WHAT YOU NEED TO DO →
1) In the blog post about reading Evangelical and Far-Right blogs, take the part that opens with the words containing "Monday, October 28, 2013" and closes with "amazed than angry.", and write it out again, substituting "websites" for "blogs".
2) Carry on the blog post about reading Evangelical and Far-Right blogs from the point where it stops.

Monday, October 28, 2013

But My Teacher Said This Wooden Nickel Was Perfectly Good!

So this is a topic I've been mulling over for some time, while reading around on Evangelical blogs / Far-Right blogs, as I like to do, and while reading Comp I papers (I have two sections this semester).

"Why do you read that junk?" my kid asks me, speaking of the Evangelical / Far Right blogs, not of my students' papers. "Do you just like to get angry?"

Though in truth these blogs only very seldom make me angry -- I mean sometimes they do, as when Vox Day says* that women should be shot in the head as a lesson to keep other women from seeking an education, for the good of the species, don't you know.  Though even then, I don't know, I was more amazed than angry.

 But for the most part these blogs are so far away from any reality I recognize to anger me.  It's like reading about some bizarre cult arguing over their bizarre belief systems.  "Wow," I keep thinking.  "How odd.  How strange would it be to live like that."

DATA FOR REVIEW →
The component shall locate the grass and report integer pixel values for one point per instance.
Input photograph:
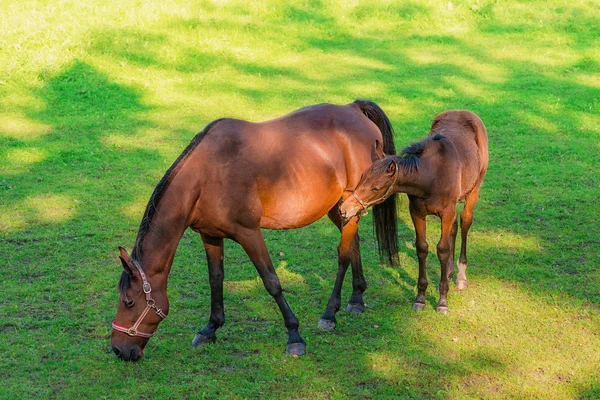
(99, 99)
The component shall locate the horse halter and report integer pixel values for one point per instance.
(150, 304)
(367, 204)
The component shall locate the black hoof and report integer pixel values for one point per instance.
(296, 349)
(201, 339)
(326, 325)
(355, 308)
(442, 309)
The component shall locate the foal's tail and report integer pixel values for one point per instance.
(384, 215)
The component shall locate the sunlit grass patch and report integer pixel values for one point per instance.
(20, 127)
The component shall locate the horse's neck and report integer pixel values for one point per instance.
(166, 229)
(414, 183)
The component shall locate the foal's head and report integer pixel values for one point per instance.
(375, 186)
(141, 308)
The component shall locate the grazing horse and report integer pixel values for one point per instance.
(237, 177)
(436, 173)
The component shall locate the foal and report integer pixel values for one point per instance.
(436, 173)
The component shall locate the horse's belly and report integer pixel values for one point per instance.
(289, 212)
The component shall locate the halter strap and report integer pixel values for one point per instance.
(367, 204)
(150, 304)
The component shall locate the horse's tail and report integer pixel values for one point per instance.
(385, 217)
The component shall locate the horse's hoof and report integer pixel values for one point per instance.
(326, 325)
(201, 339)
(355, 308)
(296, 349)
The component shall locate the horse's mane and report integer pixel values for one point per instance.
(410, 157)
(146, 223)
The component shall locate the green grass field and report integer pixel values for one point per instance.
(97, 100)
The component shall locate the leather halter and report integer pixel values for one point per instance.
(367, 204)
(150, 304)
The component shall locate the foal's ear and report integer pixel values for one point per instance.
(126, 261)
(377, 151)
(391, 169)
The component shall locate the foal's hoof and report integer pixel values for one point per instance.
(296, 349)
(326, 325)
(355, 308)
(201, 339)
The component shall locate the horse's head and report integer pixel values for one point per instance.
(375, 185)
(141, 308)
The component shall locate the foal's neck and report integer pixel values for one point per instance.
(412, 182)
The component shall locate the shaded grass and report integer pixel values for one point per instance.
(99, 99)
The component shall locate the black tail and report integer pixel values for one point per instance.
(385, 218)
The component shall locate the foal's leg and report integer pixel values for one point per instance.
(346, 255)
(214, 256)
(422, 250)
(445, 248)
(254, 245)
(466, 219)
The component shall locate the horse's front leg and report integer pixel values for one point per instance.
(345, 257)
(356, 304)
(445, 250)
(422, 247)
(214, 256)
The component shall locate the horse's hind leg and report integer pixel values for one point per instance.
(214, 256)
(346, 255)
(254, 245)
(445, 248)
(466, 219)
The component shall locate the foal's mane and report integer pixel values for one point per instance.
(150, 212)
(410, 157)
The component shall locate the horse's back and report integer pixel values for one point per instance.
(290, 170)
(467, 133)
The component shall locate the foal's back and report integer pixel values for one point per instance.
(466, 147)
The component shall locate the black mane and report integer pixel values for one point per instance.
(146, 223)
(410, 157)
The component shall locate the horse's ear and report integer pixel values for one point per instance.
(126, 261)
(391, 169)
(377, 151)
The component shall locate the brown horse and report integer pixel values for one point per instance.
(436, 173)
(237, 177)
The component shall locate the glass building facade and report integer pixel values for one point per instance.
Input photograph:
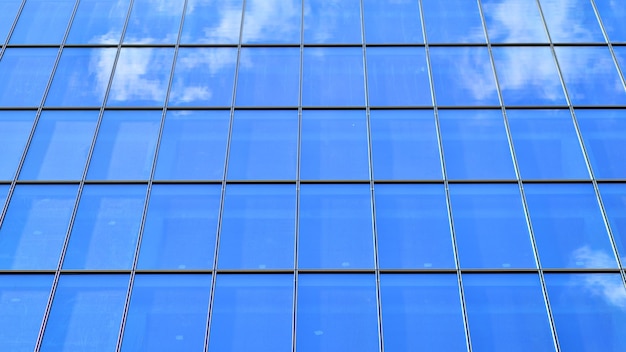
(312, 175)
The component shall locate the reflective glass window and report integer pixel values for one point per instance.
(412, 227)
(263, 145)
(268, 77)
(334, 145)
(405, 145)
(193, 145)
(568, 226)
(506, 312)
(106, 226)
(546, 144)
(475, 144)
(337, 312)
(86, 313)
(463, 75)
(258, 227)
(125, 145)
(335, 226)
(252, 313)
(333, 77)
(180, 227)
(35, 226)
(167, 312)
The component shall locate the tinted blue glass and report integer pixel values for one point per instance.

RESPONSES TO THE TASKS →
1)
Monday, October 28, 2013

But My Teacher Said This Wooden Nickel Was Perfectly Good!

So this is a topic I've been mulling over for some time, while reading around on Evangelical websites / Far-Right websites, as I like to do, and while reading Comp I papers (I have two sections this semester).

"Why do you read that junk?" my kid asks me, speaking of the Evangelical / Far Right websites, not of my students' papers. "Do you just like to get angry?"

Though in truth these websites only very seldom make me angry -- I mean sometimes they do, as when Vox Day says* that women should be shot in the head as a lesson to keep other women from seeking an education, for the good of the species, don't you know.  Though even then, I don't know, I was more amazed than angry.

2)
Or, you know, it would be like that, if these cultures weren't (in fact) raising up some serious portion of my students, and sending them to my classes.  And then I have to deal with students who have been taught, in their history and science classes, that the world is 6000 years old; I have to teach History of the English Language to students who think the Garden of Eden is a real place, and that the Tower of Babel was a real event; I have to teach critical thinking and evaluating sources to students who think this is an example of reasoning:

“Jesus professed to work miracles; he cannot by possibility have been deceived on the subject; and so, either he did work miracles, or he was a bad man. Against his character all the objections to miracles must shatter, like surf against the rock. And this is not arguing in a circle; not proving the miracles by Christ, and Christ by the miracles. The concurrence of the two makes it easy to account for both; the denial of the miracles necessitates conclusions more improbable than the miraculous” (Broadus, Preparation and Delivery, p. 183).

And when I try (gently, because it is not my role nor my desire to destroy their faith) to point out the problems with their logic, they stare at me with round eyes. Or worse, furious eyes.  They don't believe that I know what I'm talking about, because (a) that's not what their pastor or their teacher back at their Christian academy said and (b) logic and fact have nothing to do with the truth anyway.

(See Rod Dreher here, for instance.  As far as I can tell, this is what he is arguing.  Though, bless his heart, it's an incoherent post, and in fact, I think what he means is we just can't base our religious conclusions on evidence.)

Except I'm not teaching religion, I'm teaching the ability to reason and evaluate evidence.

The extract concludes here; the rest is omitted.